-- Start of READING TEXT --

# Aulani - DVC points rental or RCI Extra Vacation Cert?



## Smokatoke (Oct 12, 2013)

Hello All,

Wondering if the 5 Night Extra Vacation certs for Aulani, which look to be priced about $2300-2800 depending on view (Hotel Room), are expensive in comparison to renting DVC points from someone? I am looking to add some time to the beginning of my Hawaii trip which would mean the last week of July and am very interested in surprising the family with a 3-5 night stay there before heading over to Maui. What are the point requirements for Aulani in July?

Thanks!


----------



## Gracey (Oct 12, 2013)

What size unit are you looking at?  Also you would probably rent from an owner at Aulani.  I would think July would be hard to get at the 7 month Mark for an owner elsewhere.


----------



## presley (Oct 12, 2013)

Link to points chart.
http://dvcnews.com/index.php/resorts/aulani-villas/points-chart


----------



## DeniseM (Oct 12, 2013)

Loops said:


> What size unit are you looking at?  Also you would probably rent from an owner at Aulani.  I would think July would be hard to get at the 7 month Mark for an owner elsewhere.



Per first post:  (Hotel Room)


----------



## icydog (Oct 14, 2013)

A studio would cost 26 points for a pool view which I believe is the most common view.  5 X 26 X (a very modest) $12 per point will equal $1560.

-- End of READING TEXT --
-- Start of SUPPLIED INFORMATION --

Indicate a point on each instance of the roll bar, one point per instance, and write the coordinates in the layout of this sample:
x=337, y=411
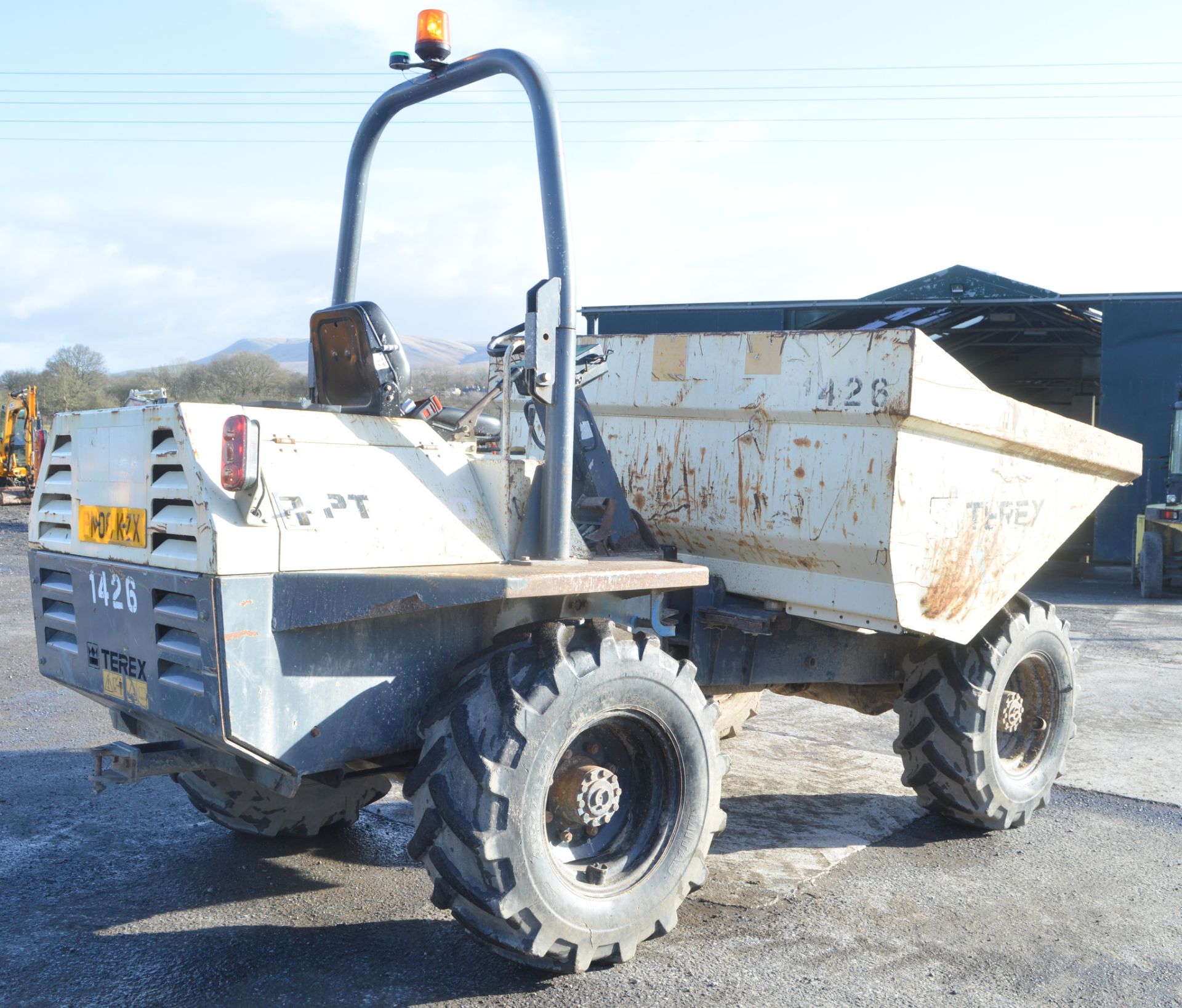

-- End of SUPPLIED INFORMATION --

* GIVEN INSTRUCTION 1
Repeat the part of the Aulani forum thread that begins at the words "## Gracey (Oct" and stops after "to points chart.".
* GIVEN INSTRUCTION 2
Continue the forum thread about booking a stay at Aulani from where it stops.

* TASK RESULT 1
## Gracey (Oct 12, 2013)

What size unit are you looking at?  Also you would probably rent from an owner at Aulani.  I would think July would be hard to get at the 7 month Mark for an owner elsewhere.


----------



## presley (Oct 12, 2013)

Link to points chart.

* TASK RESULT 2
If you can find an owner to rent to you for that price or if you could even find an owner at Aulani at all.  Have you looked into vacation packages that include air.  There are better deals there.


----------



## chrisdu (Nov 1, 2013)

Loops said:


> What size unit are you looking at?  Also you would probably rent from an owner at Aulani.  I would think July would be hard to get at the 7 month Mark for an owner elsewhere.



Not necessary. We booked a studio ocean view the past July and it was not hard at all. Of course you have to make booking as soon as the window opens,but all the room types were available for a reasonable period.


----------



## chriskre (Nov 1, 2013)

I booked Alaunai last year and there was lots of availability.
You don't have to book with an Alaunai owner any DVC owner can do this booking for you.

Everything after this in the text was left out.